***** TASK DATA *****

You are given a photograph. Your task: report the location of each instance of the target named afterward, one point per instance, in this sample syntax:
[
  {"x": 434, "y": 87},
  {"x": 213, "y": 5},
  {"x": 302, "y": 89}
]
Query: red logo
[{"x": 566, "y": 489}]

*****
***** TASK DATA *****

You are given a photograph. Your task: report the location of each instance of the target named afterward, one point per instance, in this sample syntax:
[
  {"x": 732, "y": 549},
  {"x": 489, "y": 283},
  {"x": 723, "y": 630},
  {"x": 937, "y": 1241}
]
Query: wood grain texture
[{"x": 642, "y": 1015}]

*****

:: SET PROBLEM ::
How many lines of the material above contain the string "Query", matching case exactly? Reply with the number alone.

:: COMPLETE ANSWER ::
2